WRITTEN PROBLEM - Lay out every row below as a two-column CSV with the headers "input" and "output". Put each row's text under "input" and its answer under "output", each in one quoted field with line breaks turned into spaces, and leave the pictures out.

# start of DATASET ROWS

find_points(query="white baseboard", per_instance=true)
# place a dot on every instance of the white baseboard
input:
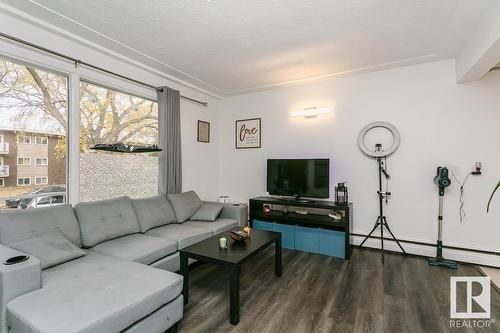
(430, 251)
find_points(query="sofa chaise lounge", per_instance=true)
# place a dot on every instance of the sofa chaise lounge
(103, 266)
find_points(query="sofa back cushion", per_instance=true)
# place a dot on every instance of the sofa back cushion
(184, 204)
(153, 212)
(106, 219)
(19, 225)
(208, 212)
(51, 248)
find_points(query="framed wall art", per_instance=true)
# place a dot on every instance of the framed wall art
(203, 131)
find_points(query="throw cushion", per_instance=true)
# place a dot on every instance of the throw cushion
(153, 212)
(51, 249)
(184, 204)
(208, 212)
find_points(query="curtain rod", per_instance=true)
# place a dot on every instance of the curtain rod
(80, 62)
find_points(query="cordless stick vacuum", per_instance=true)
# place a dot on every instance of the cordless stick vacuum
(442, 181)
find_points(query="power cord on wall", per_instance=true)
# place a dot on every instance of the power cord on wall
(387, 180)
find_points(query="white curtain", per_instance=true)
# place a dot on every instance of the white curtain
(170, 162)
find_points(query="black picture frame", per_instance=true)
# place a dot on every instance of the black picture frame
(200, 136)
(237, 129)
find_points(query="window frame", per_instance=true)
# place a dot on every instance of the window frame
(42, 164)
(25, 55)
(131, 93)
(41, 182)
(24, 137)
(23, 164)
(23, 184)
(42, 137)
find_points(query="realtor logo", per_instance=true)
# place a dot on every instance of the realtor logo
(480, 300)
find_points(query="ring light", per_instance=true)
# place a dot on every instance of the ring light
(391, 128)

# end of DATASET ROWS

ANSWER TO THE EXERCISE -
input,output
"find_points(query=""white baseboard"", per_instance=true) # place a dot on every instance of the white baseboard input:","(430, 251)"
"find_points(query=""sofa chaise lounge"", per_instance=true) # place a dot on every instance of the sofa chaise lounge","(103, 266)"
"find_points(query=""sofa back cushion"", per_instance=true) # place a dot on every instance of the sofa back cushion","(184, 204) (153, 212) (106, 219) (19, 225) (208, 212) (51, 248)"
"find_points(query=""framed wall art"", per_instance=true) # place a dot on every instance of the framed wall art","(203, 131)"
"find_points(query=""throw cushion"", per_instance=true) # place a dot on every instance of the throw cushion","(153, 212) (51, 249) (184, 204) (208, 212)"
"find_points(query=""curtain rod"", per_instance=true) # place a dot on every instance of the curtain rod","(80, 62)"
"find_points(query=""cordless stick vacuum"", per_instance=true) # place a dot on every instance of the cordless stick vacuum","(442, 181)"
"find_points(query=""power cord on wall"", per_instance=true) # place a dot on every instance of the power cord on wall","(387, 180)"
"find_points(query=""white curtain"", per_instance=true) # place a dot on every instance of the white curtain","(170, 162)"
"find_points(query=""black picture frame"", per_instance=true) # place a dot on every instance of the black picture frame","(200, 136) (237, 129)"
"find_points(query=""window frame"", per_instance=true) # place a dot on every instance of the window frame","(42, 164) (25, 55) (131, 93) (41, 182) (24, 137) (23, 164) (23, 184) (42, 137)"
"find_points(query=""realtor logo"", per_instance=true) # place a dot on every instance of the realtor logo","(480, 300)"
"find_points(query=""ring light"", per_instance=true) # place a dot on every instance of the ring light","(391, 128)"